**STATED EXERCISE:**
Update everything from the line containing "of the fingernail" down to the line containing "column 153, row 175" by replacing "pinning" with "marking" and leaving the rest of those lines unchanged.
──────── ENTRIES PROVIDED
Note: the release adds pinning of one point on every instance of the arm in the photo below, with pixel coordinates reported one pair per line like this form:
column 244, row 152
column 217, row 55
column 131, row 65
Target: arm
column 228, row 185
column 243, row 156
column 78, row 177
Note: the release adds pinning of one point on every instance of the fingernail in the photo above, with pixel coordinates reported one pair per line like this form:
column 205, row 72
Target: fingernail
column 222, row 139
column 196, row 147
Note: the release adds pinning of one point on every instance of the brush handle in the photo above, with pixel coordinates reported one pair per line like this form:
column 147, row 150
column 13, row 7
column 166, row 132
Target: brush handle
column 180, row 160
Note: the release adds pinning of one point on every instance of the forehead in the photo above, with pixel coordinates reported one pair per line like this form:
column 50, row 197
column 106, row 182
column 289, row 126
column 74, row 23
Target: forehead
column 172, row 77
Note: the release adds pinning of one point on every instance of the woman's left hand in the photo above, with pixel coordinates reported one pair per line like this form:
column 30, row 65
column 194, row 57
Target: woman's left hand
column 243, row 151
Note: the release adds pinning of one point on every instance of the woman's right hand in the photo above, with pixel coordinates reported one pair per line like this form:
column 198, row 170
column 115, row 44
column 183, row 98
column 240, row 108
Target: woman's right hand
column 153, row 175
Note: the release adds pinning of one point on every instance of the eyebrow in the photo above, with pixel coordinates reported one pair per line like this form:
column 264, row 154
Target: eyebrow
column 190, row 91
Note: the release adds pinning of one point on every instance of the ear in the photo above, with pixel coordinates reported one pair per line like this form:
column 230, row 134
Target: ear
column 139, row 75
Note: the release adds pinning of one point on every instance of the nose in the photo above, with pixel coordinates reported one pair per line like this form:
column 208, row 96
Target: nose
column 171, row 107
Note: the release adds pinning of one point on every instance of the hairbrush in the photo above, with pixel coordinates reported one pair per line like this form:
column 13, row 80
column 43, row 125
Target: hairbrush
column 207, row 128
────────────────
**REPLY TO THE TASK:**
Note: the release adds marking of one point on every instance of the fingernail in the photo above, with pixel coordinates reported one pair per line like this form:
column 205, row 72
Target: fingernail
column 222, row 139
column 196, row 147
Note: the release adds marking of one point on every instance of the brush handle in the photo above, with pixel coordinates reported one pair per line like this form:
column 147, row 150
column 13, row 7
column 166, row 132
Target: brush handle
column 180, row 160
Note: the release adds marking of one point on every instance of the forehead in the photo above, with pixel coordinates reported one pair per line like this form:
column 50, row 197
column 106, row 182
column 289, row 126
column 74, row 23
Target: forehead
column 172, row 77
Note: the release adds marking of one point on every instance of the woman's left hand in the photo above, with pixel coordinates reported one pair per line like this form:
column 30, row 65
column 194, row 57
Target: woman's left hand
column 243, row 151
Note: the release adds marking of one point on every instance of the woman's right hand in the photo above, with pixel coordinates reported one pair per line like this form:
column 198, row 170
column 115, row 44
column 183, row 98
column 240, row 108
Target: woman's right hand
column 153, row 175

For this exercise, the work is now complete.